### Problem statement
I would like every entry below written out exactly.

### Information supplied
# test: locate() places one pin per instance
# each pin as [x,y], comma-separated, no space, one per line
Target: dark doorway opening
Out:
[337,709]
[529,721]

### Your response
# test: locate() places one pin per instance
# each pin as [x,y], comma-separated, no space, one per line
Target: dark doorway opening
Out:
[337,709]
[529,721]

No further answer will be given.